▸ **Excerpted data**
* * * * * * *
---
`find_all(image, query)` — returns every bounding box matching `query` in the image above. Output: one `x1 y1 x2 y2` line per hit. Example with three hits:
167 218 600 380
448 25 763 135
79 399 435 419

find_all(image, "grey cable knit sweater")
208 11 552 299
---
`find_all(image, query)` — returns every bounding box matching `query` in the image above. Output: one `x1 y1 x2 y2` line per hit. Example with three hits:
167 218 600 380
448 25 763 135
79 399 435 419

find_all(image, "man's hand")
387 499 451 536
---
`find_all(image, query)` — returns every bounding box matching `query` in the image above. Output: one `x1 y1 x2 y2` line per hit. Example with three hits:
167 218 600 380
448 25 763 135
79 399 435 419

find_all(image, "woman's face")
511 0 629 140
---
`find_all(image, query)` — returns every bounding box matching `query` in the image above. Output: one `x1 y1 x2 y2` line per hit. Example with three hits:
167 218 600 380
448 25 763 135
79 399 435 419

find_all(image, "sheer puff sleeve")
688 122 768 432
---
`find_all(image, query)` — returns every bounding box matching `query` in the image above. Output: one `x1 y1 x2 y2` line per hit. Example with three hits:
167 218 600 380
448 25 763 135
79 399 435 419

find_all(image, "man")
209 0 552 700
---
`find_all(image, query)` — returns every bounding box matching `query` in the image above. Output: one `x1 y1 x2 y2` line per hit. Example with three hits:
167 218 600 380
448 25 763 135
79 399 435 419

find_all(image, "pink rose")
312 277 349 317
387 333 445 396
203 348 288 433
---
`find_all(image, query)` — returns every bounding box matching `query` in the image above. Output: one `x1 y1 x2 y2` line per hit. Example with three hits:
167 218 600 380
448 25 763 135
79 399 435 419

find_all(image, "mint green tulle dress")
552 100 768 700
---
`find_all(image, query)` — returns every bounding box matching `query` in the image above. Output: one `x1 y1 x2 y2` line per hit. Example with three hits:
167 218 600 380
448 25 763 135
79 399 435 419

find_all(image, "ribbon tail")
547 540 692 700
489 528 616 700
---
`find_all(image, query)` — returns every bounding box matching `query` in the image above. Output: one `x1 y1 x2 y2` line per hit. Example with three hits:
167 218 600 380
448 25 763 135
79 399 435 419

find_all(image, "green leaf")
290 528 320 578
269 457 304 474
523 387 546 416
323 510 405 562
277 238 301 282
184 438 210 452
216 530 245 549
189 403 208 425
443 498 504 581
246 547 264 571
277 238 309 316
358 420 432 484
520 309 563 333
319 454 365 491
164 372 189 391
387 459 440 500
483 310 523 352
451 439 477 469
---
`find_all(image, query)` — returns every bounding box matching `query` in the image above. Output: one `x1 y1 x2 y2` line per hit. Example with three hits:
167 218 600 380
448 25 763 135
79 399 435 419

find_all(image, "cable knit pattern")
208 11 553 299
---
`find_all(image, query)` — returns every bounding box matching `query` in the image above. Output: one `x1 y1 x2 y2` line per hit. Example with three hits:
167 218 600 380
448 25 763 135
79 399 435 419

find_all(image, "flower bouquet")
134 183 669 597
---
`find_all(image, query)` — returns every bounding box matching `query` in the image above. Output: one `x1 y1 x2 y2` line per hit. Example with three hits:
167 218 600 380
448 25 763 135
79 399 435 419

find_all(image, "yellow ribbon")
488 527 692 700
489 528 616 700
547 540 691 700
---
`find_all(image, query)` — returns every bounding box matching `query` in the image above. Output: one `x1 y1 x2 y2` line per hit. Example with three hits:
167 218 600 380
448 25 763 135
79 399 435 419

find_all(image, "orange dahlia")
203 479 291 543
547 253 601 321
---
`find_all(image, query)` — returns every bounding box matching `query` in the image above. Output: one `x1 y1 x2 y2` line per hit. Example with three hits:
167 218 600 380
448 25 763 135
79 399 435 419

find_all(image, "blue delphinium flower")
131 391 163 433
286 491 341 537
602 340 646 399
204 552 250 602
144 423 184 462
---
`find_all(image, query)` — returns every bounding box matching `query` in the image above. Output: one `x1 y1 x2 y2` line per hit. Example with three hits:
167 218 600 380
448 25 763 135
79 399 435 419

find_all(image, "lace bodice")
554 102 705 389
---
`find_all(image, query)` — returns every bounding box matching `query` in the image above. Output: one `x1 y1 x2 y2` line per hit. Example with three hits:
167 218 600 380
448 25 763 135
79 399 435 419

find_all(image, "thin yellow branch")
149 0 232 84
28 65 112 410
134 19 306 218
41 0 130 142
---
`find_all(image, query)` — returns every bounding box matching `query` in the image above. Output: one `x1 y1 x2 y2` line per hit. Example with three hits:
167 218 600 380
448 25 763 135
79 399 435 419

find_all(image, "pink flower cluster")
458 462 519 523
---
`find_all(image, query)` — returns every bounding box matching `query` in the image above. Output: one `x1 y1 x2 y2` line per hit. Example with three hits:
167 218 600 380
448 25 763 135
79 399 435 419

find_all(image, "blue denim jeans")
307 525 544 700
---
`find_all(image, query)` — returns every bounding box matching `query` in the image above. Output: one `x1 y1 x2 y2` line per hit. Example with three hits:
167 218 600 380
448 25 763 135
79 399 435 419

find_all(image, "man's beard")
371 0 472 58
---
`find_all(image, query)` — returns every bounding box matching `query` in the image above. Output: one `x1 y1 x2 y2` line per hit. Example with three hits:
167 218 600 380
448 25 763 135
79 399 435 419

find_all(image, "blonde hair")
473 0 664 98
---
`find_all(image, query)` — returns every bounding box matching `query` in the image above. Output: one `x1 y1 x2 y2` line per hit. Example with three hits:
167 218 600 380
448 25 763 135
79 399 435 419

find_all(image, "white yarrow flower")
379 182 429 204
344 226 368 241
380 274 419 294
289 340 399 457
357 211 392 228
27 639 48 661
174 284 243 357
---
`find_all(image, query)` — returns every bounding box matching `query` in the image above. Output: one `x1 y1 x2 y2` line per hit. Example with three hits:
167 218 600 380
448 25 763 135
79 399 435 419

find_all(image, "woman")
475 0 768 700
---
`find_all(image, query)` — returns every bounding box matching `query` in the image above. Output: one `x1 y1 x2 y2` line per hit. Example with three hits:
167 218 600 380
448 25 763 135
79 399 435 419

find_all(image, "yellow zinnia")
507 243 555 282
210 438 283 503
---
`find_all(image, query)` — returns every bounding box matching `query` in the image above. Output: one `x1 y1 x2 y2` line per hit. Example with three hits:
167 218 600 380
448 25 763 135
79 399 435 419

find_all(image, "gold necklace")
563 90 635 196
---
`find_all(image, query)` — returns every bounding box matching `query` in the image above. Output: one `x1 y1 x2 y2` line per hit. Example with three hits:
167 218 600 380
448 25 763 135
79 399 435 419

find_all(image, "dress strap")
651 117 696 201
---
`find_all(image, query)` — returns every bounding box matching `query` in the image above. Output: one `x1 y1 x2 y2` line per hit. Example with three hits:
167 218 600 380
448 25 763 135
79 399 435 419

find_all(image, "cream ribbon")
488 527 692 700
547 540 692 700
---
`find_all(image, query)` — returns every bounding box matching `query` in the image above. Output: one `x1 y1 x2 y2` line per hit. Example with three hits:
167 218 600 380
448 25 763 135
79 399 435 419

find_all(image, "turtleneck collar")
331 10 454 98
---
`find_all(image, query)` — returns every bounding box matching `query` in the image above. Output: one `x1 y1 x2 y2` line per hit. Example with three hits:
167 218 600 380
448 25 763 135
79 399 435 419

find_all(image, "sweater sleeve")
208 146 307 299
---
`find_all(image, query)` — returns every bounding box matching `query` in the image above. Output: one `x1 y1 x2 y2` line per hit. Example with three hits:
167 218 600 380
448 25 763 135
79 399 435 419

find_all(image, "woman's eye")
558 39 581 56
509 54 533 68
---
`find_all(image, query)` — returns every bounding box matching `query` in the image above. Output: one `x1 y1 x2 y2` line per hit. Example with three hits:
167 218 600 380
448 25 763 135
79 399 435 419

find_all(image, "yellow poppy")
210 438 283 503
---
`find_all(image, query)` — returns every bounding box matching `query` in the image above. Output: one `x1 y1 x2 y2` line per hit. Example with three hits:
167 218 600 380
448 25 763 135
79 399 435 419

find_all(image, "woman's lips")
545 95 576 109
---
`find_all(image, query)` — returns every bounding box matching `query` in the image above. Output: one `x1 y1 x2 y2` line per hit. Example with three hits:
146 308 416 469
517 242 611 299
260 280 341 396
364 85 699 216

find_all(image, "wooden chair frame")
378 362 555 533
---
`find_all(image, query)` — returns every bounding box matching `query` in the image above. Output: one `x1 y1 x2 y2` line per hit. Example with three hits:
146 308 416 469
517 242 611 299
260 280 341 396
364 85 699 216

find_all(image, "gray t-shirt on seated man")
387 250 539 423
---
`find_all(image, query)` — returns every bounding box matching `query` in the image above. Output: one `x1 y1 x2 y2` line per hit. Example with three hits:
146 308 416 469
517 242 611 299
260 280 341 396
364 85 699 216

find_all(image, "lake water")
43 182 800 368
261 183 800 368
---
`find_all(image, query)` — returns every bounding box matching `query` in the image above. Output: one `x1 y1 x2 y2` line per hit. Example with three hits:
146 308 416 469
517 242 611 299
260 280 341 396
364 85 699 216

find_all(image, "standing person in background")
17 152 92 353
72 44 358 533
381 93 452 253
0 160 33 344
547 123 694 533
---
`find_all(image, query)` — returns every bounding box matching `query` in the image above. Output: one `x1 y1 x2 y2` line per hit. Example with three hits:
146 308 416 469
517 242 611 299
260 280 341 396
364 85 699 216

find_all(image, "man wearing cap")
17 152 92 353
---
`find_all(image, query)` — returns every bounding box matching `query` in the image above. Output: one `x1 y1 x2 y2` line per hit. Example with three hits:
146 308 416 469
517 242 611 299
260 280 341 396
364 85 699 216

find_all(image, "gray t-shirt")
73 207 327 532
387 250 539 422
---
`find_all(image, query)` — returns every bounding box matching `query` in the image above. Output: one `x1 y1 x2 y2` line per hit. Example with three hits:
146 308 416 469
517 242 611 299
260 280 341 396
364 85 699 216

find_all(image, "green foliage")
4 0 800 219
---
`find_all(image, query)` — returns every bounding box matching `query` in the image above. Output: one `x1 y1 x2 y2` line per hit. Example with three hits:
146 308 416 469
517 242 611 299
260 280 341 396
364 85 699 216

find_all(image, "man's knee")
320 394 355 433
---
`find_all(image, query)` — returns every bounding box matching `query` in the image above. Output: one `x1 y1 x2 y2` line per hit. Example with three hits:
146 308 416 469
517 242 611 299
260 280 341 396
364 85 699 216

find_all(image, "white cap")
* * * * * * *
▸ **Stated task**
List each line of the listing above that contains the string "shirt", treating uppercase and lowercase letters as distinct.

▸ **Correct result**
find_all(image, "gray t-shirt on seated man")
find_all(image, "gray t-shirt")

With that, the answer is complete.